Work instruction:
Transcribe word for word the section of the records below that opens with the line containing "TASK = identify one point per instance of the tree bark" and closes with the line containing "TARGET = dry grass"; drop every picture.

Input for this task:

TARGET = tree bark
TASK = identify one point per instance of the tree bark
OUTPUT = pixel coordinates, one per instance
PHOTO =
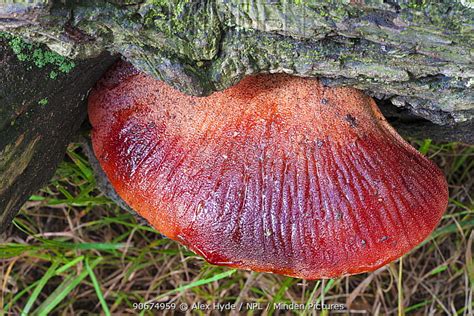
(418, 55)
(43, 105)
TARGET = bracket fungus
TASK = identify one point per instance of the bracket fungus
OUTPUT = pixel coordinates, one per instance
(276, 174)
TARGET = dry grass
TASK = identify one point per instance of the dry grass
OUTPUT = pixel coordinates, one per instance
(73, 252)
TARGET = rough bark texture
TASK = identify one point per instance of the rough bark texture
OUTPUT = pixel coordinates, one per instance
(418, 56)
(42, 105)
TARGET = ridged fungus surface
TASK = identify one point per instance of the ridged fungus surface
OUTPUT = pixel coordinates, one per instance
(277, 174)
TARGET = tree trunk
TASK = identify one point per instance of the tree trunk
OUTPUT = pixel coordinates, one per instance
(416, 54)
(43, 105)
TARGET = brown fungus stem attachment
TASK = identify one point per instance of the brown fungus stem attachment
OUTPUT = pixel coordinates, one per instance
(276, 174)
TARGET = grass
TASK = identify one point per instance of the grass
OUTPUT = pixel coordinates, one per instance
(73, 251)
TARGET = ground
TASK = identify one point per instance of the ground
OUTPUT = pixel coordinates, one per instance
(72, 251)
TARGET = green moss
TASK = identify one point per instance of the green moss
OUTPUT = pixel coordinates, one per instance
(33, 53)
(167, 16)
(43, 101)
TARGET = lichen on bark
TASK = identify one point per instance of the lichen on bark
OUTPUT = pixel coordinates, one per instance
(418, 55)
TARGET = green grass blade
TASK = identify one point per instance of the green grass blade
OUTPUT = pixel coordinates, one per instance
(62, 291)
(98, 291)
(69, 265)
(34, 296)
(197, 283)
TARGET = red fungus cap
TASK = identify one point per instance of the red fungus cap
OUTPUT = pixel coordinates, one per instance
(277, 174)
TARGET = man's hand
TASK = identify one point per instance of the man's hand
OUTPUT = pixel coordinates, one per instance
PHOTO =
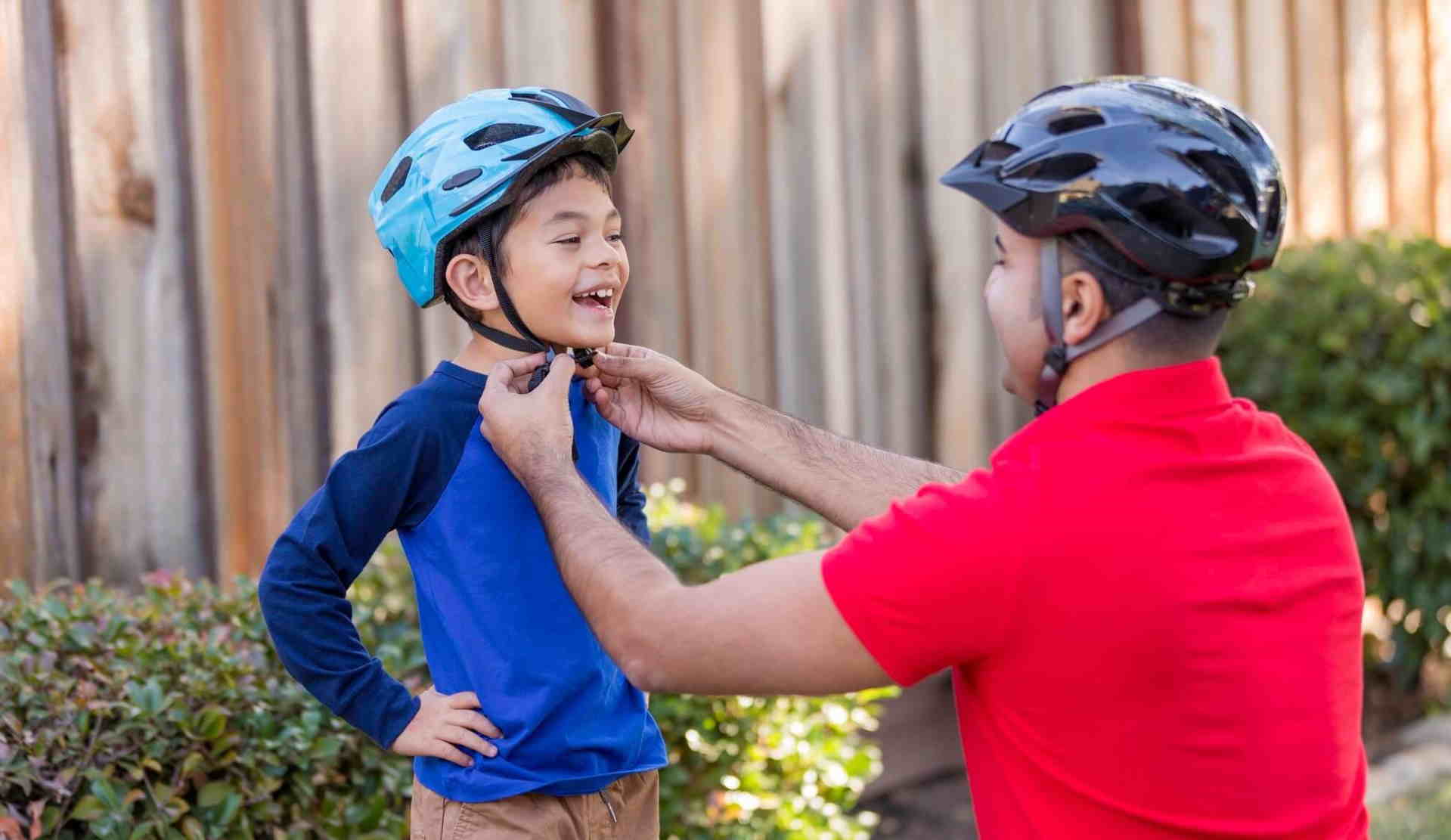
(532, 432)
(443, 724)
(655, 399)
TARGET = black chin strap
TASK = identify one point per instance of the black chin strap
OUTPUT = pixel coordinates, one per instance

Answer to the exercise:
TASK = identify one point per instance of the tree bark
OUTPUT = pixel coordinates, one per instance
PHOTO =
(418, 55)
(43, 105)
TARGET = bracket fungus
TASK = identify one point per instance of the bracket fungus
OUTPUT = pixel coordinates, one per instance
(276, 174)
TARGET = dry grass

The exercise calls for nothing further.